**What you need to do**
• 1. List the four categories of offspring given in the sickle cell Punnett square walkthrough below.
• 2. Extend the sickle cell Punnett square walkthrough below, starting after its final sentence.

***** Quoted passage *****

Consider Possibilities
· What other information is related to the question? Which information is most useful?
        o Did you recognize that this cross is a monohybrid cross, much like the example with Mendel’s purple pea flowers? Do you remember the classic phenotype ratio?
        o Punnett squares are also a useful way to determine both genotype and phenotype ratios.

Choose Answer
  · Given what you now know, what information and/or problem solving approach is most likely to produce the correct answer?
        o Try drawing a Punnett square. Write the possible gametes on the top and the side.
        o The gametes for each parent are HbA and HbS. There are four categories of offspring: HbA / HbA, HbA / HbS, HbS / HbA, and HbS / HbS.
        o Only the last category will have sickle cell disease: HbS / HbS. So there is a ¼ probability for each child.
        o Since each child is an independent event, we must multiply the two probabilities to get the overal probability. ¼ x ¼ = 1/16

Reflect on Process
· Did your problem-solving process lead you to the correct answer? If not, where did the process break down or lead you astray? How can you revise your approach to produce a more desirable result?

***** Recorded data *****

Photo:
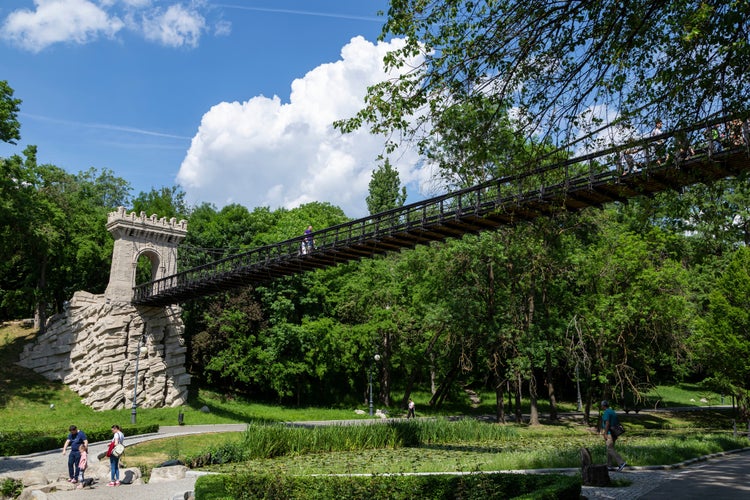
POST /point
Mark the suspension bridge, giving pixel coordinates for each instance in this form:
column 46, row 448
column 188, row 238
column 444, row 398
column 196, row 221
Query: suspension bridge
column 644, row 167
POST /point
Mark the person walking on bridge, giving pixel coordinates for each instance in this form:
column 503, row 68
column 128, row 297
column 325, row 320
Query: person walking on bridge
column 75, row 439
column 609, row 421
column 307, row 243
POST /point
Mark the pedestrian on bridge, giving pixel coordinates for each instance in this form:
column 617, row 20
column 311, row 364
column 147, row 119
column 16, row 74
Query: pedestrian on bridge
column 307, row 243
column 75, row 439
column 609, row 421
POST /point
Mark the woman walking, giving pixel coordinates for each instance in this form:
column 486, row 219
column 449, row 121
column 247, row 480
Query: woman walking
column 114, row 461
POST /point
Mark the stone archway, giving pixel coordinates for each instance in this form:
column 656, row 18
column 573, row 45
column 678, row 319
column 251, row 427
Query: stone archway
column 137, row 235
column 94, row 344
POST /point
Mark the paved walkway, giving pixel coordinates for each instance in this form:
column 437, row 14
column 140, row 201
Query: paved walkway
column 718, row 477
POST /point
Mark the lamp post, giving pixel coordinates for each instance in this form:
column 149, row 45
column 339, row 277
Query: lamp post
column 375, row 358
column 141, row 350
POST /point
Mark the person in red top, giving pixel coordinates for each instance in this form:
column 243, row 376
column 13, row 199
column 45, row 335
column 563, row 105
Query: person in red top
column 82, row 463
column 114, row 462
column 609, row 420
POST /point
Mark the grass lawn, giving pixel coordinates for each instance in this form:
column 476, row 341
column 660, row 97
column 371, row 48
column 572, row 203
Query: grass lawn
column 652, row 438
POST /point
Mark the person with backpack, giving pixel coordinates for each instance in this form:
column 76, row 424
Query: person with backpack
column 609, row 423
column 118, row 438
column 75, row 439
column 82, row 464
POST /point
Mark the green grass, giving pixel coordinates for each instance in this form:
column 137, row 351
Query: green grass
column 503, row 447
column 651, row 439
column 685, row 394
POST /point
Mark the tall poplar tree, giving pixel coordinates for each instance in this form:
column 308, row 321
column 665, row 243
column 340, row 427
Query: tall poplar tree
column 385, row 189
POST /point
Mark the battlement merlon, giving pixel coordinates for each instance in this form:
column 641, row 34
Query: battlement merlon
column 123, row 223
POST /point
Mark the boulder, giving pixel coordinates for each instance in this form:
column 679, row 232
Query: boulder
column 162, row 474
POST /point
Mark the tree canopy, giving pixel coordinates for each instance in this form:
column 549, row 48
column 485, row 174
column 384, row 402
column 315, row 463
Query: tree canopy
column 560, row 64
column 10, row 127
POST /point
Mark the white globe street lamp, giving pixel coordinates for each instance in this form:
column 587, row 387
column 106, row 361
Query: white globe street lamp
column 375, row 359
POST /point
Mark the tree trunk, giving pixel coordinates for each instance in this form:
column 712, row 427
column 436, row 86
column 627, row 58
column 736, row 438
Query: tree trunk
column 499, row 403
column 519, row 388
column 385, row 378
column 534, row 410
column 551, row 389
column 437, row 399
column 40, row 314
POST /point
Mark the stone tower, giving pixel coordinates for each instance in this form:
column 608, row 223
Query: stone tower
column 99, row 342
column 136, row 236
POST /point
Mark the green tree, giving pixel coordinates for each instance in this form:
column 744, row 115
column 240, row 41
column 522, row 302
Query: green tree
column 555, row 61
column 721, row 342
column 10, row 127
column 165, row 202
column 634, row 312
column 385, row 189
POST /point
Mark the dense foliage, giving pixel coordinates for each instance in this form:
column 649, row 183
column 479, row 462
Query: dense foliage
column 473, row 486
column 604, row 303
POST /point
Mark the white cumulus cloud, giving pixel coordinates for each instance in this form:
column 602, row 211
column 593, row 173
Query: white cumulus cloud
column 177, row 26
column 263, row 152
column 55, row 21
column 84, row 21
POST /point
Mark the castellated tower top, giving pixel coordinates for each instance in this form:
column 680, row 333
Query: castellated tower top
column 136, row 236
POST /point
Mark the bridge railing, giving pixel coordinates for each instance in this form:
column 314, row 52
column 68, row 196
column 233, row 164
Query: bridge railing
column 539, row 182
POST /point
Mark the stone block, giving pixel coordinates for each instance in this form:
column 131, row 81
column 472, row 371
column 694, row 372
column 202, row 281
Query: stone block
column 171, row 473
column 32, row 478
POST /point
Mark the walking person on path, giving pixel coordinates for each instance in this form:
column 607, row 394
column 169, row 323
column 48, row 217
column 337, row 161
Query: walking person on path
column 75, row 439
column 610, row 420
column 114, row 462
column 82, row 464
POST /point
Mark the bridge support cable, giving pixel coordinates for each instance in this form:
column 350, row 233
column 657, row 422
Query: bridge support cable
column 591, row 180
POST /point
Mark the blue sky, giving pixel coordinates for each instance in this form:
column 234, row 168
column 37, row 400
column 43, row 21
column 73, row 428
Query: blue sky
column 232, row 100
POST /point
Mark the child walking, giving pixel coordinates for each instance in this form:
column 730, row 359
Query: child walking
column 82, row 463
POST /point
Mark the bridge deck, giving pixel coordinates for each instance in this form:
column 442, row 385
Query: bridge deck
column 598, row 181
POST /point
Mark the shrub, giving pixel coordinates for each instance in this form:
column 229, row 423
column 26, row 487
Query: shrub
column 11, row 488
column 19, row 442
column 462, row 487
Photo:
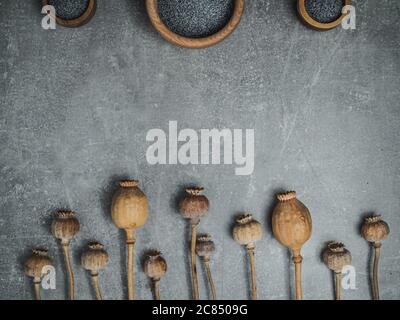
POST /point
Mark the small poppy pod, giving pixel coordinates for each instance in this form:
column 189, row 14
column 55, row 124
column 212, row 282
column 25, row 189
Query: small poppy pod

*****

**Exercise answers**
• 1. HbA / HbA, HbA / HbS, HbS / HbA, and HbS / HbS

• 2.
        o This question required you to Analyze the information given, using logic, to dissect the problem and determine the answer.
        o Were you thrown by the unfamiliar terminology?
        o Did you try writing out the genotypes and the cross? Did you draw a Punnett square?
        o Did you remember to treat each child as an independent event? The outcome of the first child does not affect subsequent children.
        o Did you read carefully? Would the answer have been different if the question said “What is the probability that either of their first two children will have sickle-cell disease?”